§ Do this:
Convert everything from the line containing "Where can the white sand" down to the last of the lines below into a JSON list of strings, one string per line, leaving out any blank lines.

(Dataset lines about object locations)
======

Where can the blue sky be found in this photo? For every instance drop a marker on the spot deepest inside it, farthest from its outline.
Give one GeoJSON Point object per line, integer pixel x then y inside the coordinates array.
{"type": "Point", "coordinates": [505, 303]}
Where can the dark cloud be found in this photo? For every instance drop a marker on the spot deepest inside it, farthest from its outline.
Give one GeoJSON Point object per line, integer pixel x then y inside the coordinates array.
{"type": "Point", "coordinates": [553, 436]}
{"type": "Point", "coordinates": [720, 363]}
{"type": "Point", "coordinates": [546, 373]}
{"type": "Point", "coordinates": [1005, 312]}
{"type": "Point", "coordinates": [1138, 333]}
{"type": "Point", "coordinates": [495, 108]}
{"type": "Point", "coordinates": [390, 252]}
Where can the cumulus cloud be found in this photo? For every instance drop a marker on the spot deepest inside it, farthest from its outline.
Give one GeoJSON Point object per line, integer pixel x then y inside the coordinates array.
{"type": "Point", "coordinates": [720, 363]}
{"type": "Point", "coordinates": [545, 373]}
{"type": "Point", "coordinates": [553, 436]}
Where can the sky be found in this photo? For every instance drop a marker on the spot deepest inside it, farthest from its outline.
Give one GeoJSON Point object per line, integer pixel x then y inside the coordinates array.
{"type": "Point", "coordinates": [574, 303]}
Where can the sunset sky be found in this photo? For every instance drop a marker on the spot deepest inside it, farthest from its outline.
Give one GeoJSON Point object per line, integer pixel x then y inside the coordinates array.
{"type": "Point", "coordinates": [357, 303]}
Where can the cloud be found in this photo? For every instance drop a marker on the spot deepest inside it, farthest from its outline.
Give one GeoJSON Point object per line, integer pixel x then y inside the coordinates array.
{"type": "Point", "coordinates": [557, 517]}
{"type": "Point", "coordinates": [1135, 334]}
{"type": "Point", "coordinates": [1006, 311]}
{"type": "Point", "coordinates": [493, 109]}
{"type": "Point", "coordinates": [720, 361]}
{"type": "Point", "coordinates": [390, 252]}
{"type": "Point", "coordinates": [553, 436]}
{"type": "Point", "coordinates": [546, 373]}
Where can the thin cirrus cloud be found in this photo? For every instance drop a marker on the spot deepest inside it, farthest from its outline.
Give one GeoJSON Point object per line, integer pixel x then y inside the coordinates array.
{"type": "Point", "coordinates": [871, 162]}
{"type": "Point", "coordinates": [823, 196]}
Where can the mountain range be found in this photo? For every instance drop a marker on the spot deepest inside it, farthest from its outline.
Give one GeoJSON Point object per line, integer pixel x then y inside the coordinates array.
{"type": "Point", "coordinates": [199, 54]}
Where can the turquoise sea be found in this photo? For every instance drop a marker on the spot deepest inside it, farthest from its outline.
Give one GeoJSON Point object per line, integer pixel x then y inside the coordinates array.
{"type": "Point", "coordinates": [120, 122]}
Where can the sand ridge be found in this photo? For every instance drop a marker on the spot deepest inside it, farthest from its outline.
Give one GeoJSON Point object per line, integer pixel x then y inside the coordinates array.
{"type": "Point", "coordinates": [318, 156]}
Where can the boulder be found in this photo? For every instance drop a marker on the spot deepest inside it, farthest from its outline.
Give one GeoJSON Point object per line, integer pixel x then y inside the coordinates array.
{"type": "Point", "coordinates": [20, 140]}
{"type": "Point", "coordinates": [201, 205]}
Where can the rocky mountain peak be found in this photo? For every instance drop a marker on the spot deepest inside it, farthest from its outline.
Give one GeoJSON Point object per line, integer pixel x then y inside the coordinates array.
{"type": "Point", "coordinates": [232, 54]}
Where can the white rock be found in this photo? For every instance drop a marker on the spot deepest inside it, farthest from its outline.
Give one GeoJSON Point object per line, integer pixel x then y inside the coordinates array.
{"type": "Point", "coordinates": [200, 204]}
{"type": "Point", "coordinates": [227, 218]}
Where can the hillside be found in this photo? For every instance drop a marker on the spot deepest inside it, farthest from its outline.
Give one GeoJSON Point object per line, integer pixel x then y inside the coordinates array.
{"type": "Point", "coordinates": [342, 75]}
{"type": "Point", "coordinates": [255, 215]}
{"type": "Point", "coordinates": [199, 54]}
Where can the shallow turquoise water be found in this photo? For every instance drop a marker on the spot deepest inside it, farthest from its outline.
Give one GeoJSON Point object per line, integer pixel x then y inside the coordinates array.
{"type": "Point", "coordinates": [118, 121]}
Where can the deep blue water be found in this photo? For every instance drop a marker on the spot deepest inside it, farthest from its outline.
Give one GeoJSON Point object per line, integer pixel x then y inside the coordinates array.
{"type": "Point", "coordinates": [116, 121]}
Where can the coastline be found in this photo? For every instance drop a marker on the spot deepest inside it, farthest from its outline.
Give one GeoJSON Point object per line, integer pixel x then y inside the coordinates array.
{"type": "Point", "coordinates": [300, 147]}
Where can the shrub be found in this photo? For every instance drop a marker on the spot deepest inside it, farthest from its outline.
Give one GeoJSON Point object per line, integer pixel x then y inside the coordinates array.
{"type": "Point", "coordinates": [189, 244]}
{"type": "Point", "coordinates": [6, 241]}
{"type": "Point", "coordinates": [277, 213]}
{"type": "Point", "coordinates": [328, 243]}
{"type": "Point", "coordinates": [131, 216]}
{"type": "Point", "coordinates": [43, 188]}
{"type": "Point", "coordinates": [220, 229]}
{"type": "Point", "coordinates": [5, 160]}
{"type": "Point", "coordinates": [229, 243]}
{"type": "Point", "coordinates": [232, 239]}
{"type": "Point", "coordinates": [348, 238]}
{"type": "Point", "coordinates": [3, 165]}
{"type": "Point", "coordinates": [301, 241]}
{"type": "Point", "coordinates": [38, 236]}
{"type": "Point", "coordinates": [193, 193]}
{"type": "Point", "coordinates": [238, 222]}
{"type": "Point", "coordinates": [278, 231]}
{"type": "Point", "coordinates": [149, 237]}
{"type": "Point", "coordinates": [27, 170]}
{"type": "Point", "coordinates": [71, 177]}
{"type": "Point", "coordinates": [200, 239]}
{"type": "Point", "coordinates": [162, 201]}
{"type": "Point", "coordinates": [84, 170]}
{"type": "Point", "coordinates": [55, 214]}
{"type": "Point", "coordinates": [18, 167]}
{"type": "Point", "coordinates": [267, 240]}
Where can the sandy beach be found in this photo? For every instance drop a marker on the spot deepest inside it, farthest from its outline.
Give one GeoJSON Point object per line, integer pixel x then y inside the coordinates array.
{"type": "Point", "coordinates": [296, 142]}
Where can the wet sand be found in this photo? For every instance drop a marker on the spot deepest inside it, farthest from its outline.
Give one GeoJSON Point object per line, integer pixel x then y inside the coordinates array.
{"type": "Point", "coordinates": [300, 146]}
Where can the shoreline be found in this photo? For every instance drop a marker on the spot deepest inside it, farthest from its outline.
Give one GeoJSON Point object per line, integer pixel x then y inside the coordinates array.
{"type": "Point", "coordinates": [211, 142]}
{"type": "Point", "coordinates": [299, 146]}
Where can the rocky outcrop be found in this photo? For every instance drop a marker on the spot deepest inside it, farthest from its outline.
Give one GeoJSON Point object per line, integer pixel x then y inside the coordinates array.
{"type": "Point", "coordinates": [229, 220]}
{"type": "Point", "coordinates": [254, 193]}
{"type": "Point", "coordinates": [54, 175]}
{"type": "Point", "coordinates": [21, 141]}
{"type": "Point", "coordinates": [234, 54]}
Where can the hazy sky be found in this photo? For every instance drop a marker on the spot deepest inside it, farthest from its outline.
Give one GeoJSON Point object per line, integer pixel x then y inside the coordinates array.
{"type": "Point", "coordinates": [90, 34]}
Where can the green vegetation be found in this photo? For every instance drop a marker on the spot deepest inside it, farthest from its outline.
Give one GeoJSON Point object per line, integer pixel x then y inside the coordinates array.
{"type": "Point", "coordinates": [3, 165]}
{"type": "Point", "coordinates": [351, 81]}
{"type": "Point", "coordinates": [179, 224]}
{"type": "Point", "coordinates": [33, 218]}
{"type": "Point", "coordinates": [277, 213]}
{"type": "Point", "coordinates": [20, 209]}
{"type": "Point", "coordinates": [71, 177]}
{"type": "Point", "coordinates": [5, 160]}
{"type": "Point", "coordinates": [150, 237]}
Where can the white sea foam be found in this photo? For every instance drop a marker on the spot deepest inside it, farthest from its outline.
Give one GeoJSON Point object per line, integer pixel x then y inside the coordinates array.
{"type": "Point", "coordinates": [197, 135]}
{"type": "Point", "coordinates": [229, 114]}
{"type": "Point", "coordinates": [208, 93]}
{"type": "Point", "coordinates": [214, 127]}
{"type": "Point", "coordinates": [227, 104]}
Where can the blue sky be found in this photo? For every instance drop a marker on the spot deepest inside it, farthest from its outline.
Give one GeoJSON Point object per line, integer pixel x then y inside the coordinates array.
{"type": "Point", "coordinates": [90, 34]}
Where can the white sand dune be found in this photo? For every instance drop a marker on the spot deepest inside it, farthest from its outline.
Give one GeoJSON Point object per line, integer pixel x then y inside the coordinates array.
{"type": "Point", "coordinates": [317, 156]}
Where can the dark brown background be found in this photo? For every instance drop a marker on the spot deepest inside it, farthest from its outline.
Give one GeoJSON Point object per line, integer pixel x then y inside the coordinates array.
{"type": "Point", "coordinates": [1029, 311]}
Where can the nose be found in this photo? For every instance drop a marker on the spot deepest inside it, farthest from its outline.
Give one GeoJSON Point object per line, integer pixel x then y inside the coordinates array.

======

§ Output for this exercise:
[
  "Where can the white sand dune be found in this photo? For every instance drop a marker on the spot deepest inside it, farthest from its outline.",
  "Give one GeoJSON Point object per line, integer pixel x then y inside the coordinates array.",
  "{\"type\": \"Point\", \"coordinates\": [317, 156]}",
  "Where can the dark brown background be found in this photo? For every instance drop a marker on the spot deepest inside it, farthest from its outline.",
  "Give one GeoJSON Point object per line, integer pixel x then y inside the coordinates array.",
  "{\"type\": \"Point\", \"coordinates\": [1029, 311]}",
  "Where can the nose be found in this photo? For every instance drop a marker on the spot deepest inside it, farthest from its outline.",
  "Give one GeoJSON Point object per line, integer pixel x then y inside the coordinates array."
]